→ GOAL OF THE EXERCISE
Skip every picture, then write out exactly the lines of the listing below from the line that contains "Exercise. Locate the tallest" through the final line.

→ DATA SHOWN
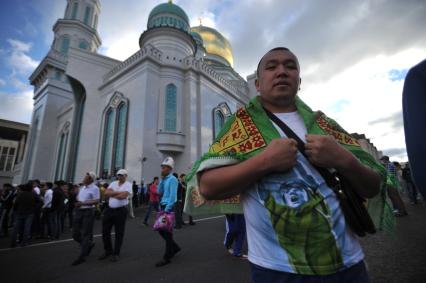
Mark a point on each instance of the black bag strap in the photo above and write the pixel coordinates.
(329, 178)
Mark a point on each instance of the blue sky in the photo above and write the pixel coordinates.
(354, 54)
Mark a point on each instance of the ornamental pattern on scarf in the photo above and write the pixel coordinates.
(243, 136)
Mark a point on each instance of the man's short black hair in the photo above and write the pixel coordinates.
(273, 49)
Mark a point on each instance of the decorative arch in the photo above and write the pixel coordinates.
(83, 44)
(61, 153)
(170, 108)
(64, 44)
(114, 135)
(74, 10)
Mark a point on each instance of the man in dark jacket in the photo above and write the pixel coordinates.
(58, 208)
(413, 105)
(6, 199)
(24, 206)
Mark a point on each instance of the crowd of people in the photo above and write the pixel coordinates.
(296, 227)
(43, 211)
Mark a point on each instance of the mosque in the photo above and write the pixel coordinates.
(95, 113)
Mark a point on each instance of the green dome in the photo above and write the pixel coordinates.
(168, 8)
(198, 39)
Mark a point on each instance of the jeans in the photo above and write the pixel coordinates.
(235, 232)
(113, 217)
(82, 231)
(354, 274)
(152, 205)
(6, 221)
(178, 214)
(171, 246)
(22, 227)
(412, 192)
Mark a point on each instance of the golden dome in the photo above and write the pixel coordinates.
(215, 43)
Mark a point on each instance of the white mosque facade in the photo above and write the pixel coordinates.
(94, 113)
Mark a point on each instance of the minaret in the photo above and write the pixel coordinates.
(78, 28)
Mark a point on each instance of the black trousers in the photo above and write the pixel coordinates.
(113, 217)
(171, 246)
(82, 231)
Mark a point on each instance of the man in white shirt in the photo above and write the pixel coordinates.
(47, 216)
(36, 226)
(88, 196)
(115, 215)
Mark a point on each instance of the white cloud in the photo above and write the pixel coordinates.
(346, 48)
(19, 46)
(18, 59)
(368, 95)
(17, 106)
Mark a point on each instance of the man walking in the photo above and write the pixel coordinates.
(392, 187)
(168, 189)
(84, 218)
(411, 188)
(115, 215)
(296, 230)
(154, 199)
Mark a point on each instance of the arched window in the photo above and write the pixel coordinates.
(65, 45)
(87, 15)
(83, 45)
(170, 109)
(108, 141)
(219, 121)
(95, 22)
(120, 136)
(74, 11)
(61, 155)
(114, 136)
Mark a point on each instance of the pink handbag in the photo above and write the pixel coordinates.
(164, 221)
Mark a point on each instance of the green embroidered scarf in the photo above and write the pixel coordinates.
(248, 132)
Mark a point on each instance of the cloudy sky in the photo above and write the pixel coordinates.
(354, 54)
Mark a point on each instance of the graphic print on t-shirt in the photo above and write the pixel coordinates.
(301, 220)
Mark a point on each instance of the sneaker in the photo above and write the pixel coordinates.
(92, 245)
(176, 250)
(78, 261)
(162, 262)
(104, 256)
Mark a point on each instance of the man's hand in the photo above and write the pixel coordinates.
(324, 151)
(280, 155)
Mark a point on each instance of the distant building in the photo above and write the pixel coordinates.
(13, 138)
(367, 145)
(95, 113)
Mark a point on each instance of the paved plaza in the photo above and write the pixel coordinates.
(398, 258)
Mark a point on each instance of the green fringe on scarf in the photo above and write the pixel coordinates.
(218, 156)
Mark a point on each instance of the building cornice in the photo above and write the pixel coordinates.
(69, 23)
(149, 52)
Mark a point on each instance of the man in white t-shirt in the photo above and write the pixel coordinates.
(296, 230)
(115, 215)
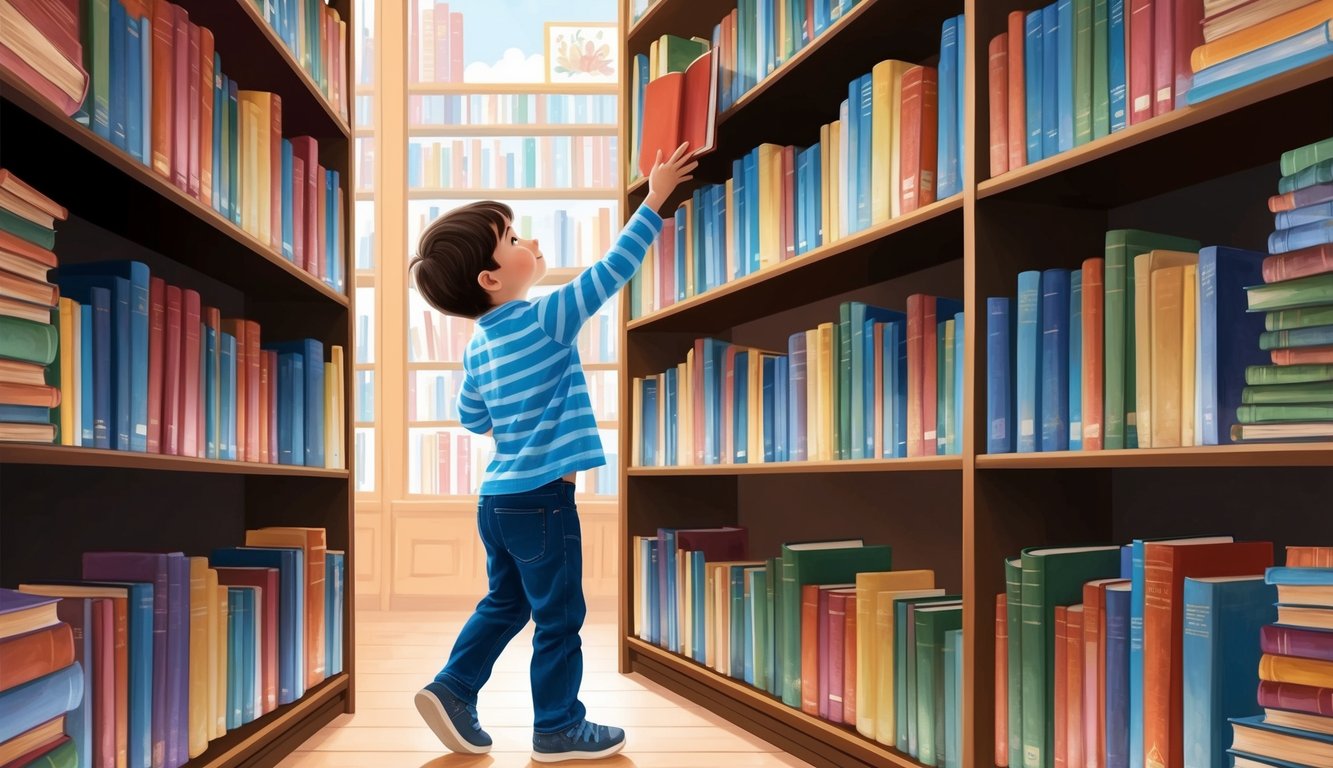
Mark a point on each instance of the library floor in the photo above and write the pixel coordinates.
(397, 651)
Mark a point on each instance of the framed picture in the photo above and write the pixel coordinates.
(581, 52)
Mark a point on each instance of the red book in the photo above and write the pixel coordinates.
(35, 654)
(1281, 640)
(1140, 60)
(267, 582)
(205, 115)
(1165, 568)
(999, 103)
(172, 371)
(164, 90)
(1296, 698)
(156, 340)
(919, 136)
(1093, 343)
(191, 427)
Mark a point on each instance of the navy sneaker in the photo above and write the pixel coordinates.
(452, 720)
(583, 742)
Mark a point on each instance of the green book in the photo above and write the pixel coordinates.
(832, 562)
(932, 622)
(1268, 414)
(1292, 294)
(1083, 71)
(28, 342)
(1301, 158)
(1119, 370)
(1100, 70)
(1287, 394)
(1319, 174)
(1051, 576)
(1260, 375)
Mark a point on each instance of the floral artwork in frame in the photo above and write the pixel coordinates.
(581, 52)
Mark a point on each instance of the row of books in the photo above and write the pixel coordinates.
(875, 163)
(513, 110)
(1137, 655)
(151, 656)
(825, 627)
(1079, 70)
(876, 384)
(316, 36)
(565, 162)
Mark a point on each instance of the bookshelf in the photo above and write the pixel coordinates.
(1201, 172)
(59, 502)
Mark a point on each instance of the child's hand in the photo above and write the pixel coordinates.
(664, 176)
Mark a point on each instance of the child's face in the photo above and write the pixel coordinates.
(521, 266)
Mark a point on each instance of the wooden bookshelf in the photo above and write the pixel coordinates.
(60, 502)
(1203, 172)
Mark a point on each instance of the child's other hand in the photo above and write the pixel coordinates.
(664, 176)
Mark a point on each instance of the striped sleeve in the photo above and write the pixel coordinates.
(564, 312)
(472, 408)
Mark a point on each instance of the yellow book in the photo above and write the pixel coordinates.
(1188, 351)
(199, 708)
(1144, 266)
(867, 674)
(885, 722)
(68, 360)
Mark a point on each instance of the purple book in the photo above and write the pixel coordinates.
(151, 568)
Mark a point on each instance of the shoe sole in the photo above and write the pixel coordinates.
(443, 728)
(561, 756)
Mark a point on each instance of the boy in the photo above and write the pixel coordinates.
(524, 383)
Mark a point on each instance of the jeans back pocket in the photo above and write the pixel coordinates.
(523, 532)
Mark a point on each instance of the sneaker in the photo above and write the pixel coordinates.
(452, 720)
(583, 742)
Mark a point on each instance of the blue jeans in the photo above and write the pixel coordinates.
(535, 567)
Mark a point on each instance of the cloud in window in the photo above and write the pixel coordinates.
(513, 67)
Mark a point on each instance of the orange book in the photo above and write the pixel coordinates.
(1093, 299)
(1167, 564)
(1260, 35)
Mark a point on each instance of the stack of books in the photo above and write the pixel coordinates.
(1247, 40)
(44, 710)
(31, 315)
(1296, 670)
(1292, 398)
(171, 652)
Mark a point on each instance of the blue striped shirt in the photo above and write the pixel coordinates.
(523, 376)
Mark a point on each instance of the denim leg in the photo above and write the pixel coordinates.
(499, 616)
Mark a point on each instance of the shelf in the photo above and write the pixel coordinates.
(925, 238)
(1172, 151)
(1249, 455)
(805, 736)
(913, 464)
(116, 192)
(255, 56)
(72, 456)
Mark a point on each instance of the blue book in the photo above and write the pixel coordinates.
(1076, 360)
(1263, 63)
(1304, 236)
(131, 346)
(1000, 351)
(1223, 323)
(312, 396)
(1117, 675)
(1065, 74)
(1220, 656)
(948, 174)
(291, 608)
(1051, 80)
(1055, 360)
(1028, 362)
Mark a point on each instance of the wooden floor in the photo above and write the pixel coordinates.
(397, 652)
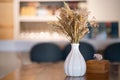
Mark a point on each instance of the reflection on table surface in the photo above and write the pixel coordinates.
(55, 71)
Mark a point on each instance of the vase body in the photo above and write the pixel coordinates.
(75, 64)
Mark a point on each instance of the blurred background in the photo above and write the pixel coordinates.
(24, 23)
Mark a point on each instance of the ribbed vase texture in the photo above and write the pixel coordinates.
(75, 64)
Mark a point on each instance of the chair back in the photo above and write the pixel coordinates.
(46, 52)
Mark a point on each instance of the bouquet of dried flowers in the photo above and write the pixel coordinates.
(73, 23)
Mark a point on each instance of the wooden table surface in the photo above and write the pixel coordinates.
(55, 71)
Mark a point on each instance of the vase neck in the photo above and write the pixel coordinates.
(75, 44)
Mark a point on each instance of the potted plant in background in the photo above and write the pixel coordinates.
(74, 25)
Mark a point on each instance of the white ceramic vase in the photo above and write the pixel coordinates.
(75, 64)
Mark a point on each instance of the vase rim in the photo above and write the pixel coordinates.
(74, 43)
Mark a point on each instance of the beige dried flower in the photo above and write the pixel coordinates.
(73, 23)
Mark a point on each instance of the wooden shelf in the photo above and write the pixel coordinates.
(51, 0)
(37, 18)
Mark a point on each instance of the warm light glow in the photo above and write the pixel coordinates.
(42, 36)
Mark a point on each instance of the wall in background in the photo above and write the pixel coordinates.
(6, 13)
(105, 10)
(6, 20)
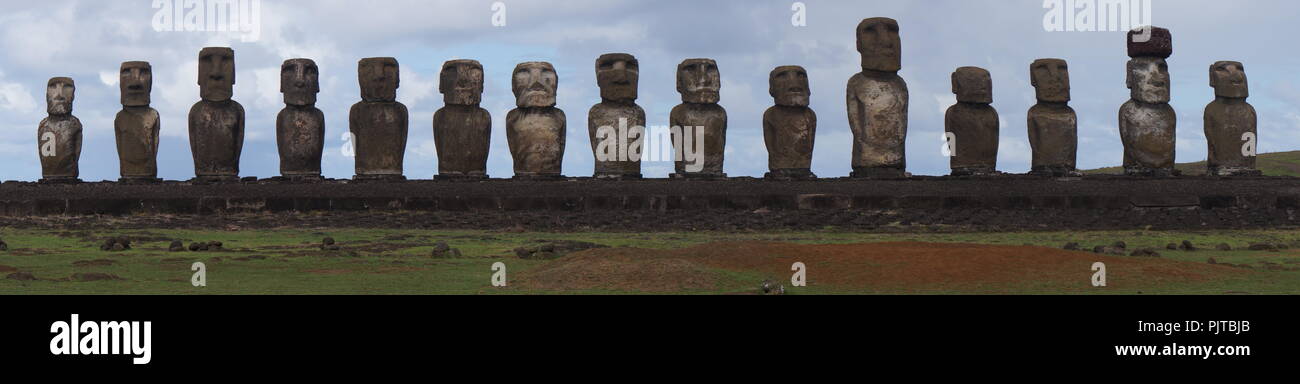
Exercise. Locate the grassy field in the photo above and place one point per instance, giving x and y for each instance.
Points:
(399, 262)
(1272, 164)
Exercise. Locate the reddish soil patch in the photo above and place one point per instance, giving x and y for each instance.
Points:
(897, 267)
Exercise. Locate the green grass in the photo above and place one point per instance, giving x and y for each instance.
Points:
(1272, 164)
(398, 262)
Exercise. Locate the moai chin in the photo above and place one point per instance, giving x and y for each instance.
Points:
(1147, 123)
(60, 134)
(536, 129)
(616, 125)
(462, 130)
(378, 123)
(137, 125)
(1053, 125)
(698, 123)
(216, 121)
(878, 103)
(1230, 123)
(973, 124)
(300, 126)
(789, 128)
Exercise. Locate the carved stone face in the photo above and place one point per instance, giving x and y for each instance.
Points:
(618, 76)
(462, 82)
(59, 95)
(698, 81)
(973, 85)
(216, 73)
(1229, 80)
(1148, 80)
(135, 82)
(378, 78)
(880, 44)
(1051, 78)
(534, 85)
(299, 81)
(789, 86)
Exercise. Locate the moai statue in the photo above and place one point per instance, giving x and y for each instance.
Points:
(536, 129)
(702, 139)
(216, 123)
(789, 128)
(378, 123)
(300, 126)
(1147, 123)
(878, 103)
(137, 125)
(973, 124)
(60, 136)
(462, 130)
(616, 125)
(1230, 123)
(1053, 125)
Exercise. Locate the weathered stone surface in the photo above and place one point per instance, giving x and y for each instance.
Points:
(1147, 123)
(216, 123)
(378, 123)
(462, 130)
(702, 121)
(789, 128)
(878, 102)
(300, 126)
(1230, 123)
(974, 123)
(616, 125)
(1053, 125)
(137, 126)
(59, 137)
(536, 129)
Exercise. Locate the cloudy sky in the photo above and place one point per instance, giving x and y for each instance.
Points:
(87, 41)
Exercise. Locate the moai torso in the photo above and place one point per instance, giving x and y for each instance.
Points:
(701, 120)
(789, 128)
(1230, 123)
(973, 123)
(216, 123)
(300, 126)
(378, 123)
(1147, 123)
(536, 129)
(137, 126)
(878, 103)
(462, 130)
(1053, 125)
(59, 137)
(616, 125)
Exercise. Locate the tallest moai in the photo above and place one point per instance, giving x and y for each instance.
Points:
(878, 102)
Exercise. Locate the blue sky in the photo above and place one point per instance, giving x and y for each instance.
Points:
(89, 39)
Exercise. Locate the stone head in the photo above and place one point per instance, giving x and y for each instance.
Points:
(534, 85)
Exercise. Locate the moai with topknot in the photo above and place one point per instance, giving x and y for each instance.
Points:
(973, 124)
(300, 126)
(59, 137)
(1230, 123)
(789, 128)
(698, 123)
(462, 130)
(616, 125)
(878, 103)
(137, 126)
(378, 123)
(216, 121)
(1147, 123)
(536, 129)
(1053, 125)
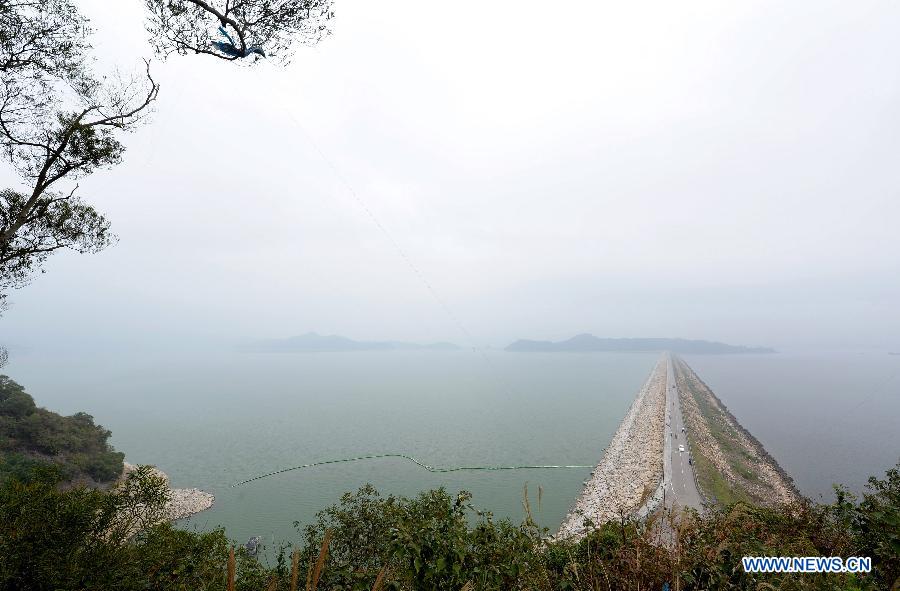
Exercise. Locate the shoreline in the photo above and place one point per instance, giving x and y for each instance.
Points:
(630, 470)
(183, 502)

→ WORKED ANSWER
Exercise. Locate the tallest moai in the photo above and place one point per instance, giving x and y for each instance.
Points:
(878, 102)
Exercise. Locate the blue sky in the photo above and place one point per instance, giving x and y for each instance.
Points:
(89, 39)
Exercise. Locate the stone head in the photo above and place one point per instance, giving x and y for each instance.
Points:
(534, 85)
Exercise. Locate the moai with topknot in the photo above and place one point per instance, giving x and y for each instance.
Points:
(973, 124)
(300, 126)
(59, 137)
(1230, 123)
(789, 128)
(698, 123)
(462, 130)
(616, 125)
(878, 103)
(137, 126)
(378, 123)
(216, 121)
(1147, 123)
(536, 129)
(1053, 125)
Exercise. Locate the shoreline in the photo above and place one point per instance, giving x and y for each instance.
Points:
(630, 470)
(183, 502)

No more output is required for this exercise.